Print all entries word for word.

"""

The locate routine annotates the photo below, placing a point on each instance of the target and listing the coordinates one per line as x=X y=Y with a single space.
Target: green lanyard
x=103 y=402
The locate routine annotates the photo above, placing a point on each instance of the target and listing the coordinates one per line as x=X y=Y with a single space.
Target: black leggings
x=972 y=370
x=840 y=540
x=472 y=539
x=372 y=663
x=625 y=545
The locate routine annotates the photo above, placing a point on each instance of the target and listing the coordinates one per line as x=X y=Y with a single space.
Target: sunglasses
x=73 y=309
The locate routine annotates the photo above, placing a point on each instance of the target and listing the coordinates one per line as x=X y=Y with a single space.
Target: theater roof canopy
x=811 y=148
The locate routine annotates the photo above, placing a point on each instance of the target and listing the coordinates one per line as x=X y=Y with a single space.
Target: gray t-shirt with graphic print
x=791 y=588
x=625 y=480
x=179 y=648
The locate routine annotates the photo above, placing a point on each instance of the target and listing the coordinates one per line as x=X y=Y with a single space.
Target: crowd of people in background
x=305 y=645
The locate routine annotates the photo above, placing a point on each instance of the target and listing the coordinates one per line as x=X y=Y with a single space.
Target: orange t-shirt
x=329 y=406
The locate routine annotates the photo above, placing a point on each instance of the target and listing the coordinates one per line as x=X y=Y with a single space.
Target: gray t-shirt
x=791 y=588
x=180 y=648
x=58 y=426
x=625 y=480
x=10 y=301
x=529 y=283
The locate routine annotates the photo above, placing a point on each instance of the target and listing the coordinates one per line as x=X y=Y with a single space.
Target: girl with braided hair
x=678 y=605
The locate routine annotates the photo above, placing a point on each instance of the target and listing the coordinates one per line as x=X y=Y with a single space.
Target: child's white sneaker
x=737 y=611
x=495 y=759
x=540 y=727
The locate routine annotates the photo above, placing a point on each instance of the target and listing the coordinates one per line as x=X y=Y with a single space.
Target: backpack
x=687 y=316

"""

→ **Written response**
The locate routine annotates the photo below, placing a point on each instance of the target and listing the coordinates one per line as x=X y=Y with a single space.
Target: green lanyard
x=103 y=402
The locate routine annotates the photo above, placing a point on each instance of the target and listing the coordinates one per line as x=X y=Y with a single space.
Target: black leggings
x=972 y=370
x=840 y=540
x=472 y=539
x=372 y=663
x=625 y=545
The locate routine annotates the photo above, placing a point on each instance of the target and listing the coordinates one per line as x=X y=Y with a single space.
Target: sunglasses
x=73 y=309
The locate routine annotates the photo above, placing a point on each instance of the target and listing the coordinates one per line as x=X y=Y with a single space.
Target: theater roof canopy
x=811 y=148
The locate routine annotates the photo above, placing a point on each instance of the target and listing the coordinates one per line as x=X y=Y with a single space.
Target: gray t-shirt with graphic print
x=791 y=588
x=625 y=480
x=179 y=648
The locate routine annotates the photo above, placing a point on each instance of the target and listing the coordinates one per line as x=X y=Y with a single space.
Target: crowd of people in background
x=305 y=645
The locate routine annotates the photo above, placing a point on each instance of the target and listing the coordinates one per line as x=X y=Y with a single space.
Target: orange t-shirt
x=329 y=406
The locate routine annotates the photo above, placing a point on each instance of the target and listing the coordinates one per line as x=X y=Y with a single space.
Target: gray t-shirt
x=791 y=588
x=180 y=648
x=58 y=426
x=625 y=480
x=10 y=301
x=529 y=283
The locate routine annotates the photo above, placing a point on each instance of the target and listing the coordinates one per line as x=X y=Y with a single space.
Target: girl with braided hair
x=678 y=605
The locate routine annotates the photo above, placing a point on each instance of the target and listing the coordinates one per line as x=X y=Y with a single space.
Target: child's white sneaker
x=737 y=611
x=495 y=759
x=540 y=727
The locate routine annotates the photo above, placing a point on each instance of the target and listing the coordinates one per line as x=X y=Y with a single space.
Target: backpack
x=687 y=316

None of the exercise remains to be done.